____ Reading passage

Our continuing glances did not work any miracles. We headed in for lunch and planned a funeral for the bird should it fail to fly again. Sure enough, the next day it remained, stiffening, until our caretaker George climbed a tall ladder to retrieve it with gloved hands. He dug a hole in the tall grass at the edge of our yard, and we buried the beautiful bird.
“You were a good birdie, but now you’re dead,” Jane said, her voice sad, her lip pouting, a dramatic little mourner.
“I hope you had a good life,” Elliot rejoined. “I wish you could’ve lived longer.”
Jane sang a made-up-on-the-spot song, Elliot sprinkled a handful of torn grass over the mound, and that was that. No tears. No existential angst. But the bird funeral proved popular. When next a smaller bird hit a window and didn’t revive we staged another, more elaborate burial. We took turns holding the little sparrow and admired its intricate design—rubbery clawed feet, patterned feathers etched in infinite shades of brown, silky white breast—so delicate, soft, perfect.
Jane sang more songs, a stone marked the plot, flowers were picked and laid in memoriam, and stories illustrating the bird’s imagined life and family were concocted. I wished I remembered my Tennyson. Both kids repeatedly visited the grave that day and tried to dig it up the next, but I put the kibosh on that, citing respect for the dead. In a few days it was completely forgotten.
Bird trauma dogged us. The next summer a game of badminton edged us from the lawn toward the tall grass. A movement caught my eye, only about ten yards to my left.
“What’s that?” I asked Scott, moving slowly toward it.
“Is it a cat?” He thought of the feral opportunists that hide in the bushes under our birdfeeders.

________

◆ Exercise a ◆
Duplicate every one of the stored entries below line for line, leaving out the pictures.
The passage above and the records that follow have no connection to one another.

____ Data shown

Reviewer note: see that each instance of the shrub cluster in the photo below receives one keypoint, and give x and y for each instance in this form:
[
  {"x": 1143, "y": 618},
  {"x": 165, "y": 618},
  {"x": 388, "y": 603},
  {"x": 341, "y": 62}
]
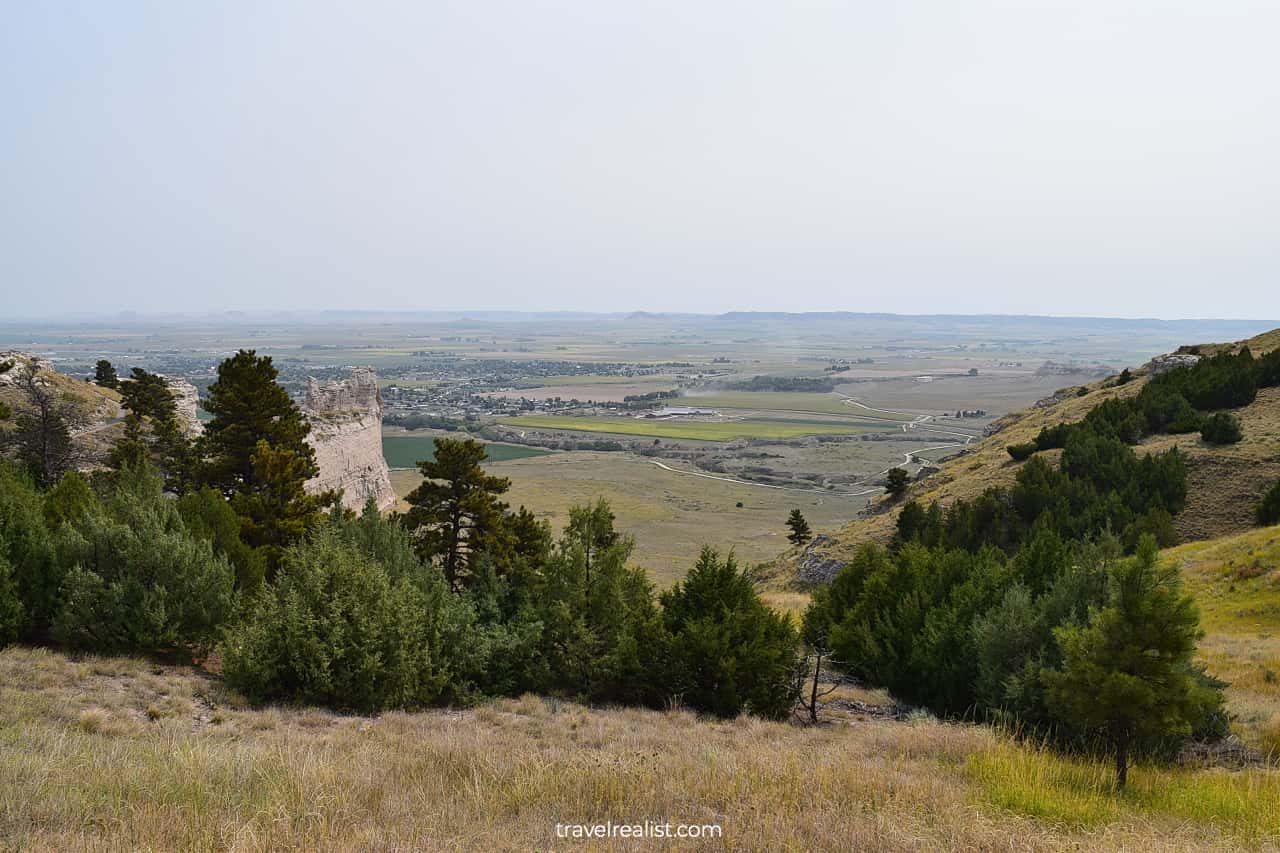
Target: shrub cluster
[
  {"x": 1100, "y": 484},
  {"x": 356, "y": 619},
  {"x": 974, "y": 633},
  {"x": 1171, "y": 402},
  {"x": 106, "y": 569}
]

________

◆ Exercise b ◆
In the passage about the bird funerals, who climbed a tall ladder to retrieve the first bird?

◆ Complete answer a ◆
Reviewer note: see that each instance of the shrub cluster in the photo below receives one keypoint, and give x and y for each instance in this form:
[
  {"x": 1143, "y": 618},
  {"x": 165, "y": 618},
  {"x": 388, "y": 603},
  {"x": 341, "y": 62}
]
Target: shrub cluster
[
  {"x": 1100, "y": 484},
  {"x": 356, "y": 619},
  {"x": 974, "y": 633},
  {"x": 1171, "y": 402},
  {"x": 106, "y": 569}
]

◆ Complete answer b ◆
George, the caretaker.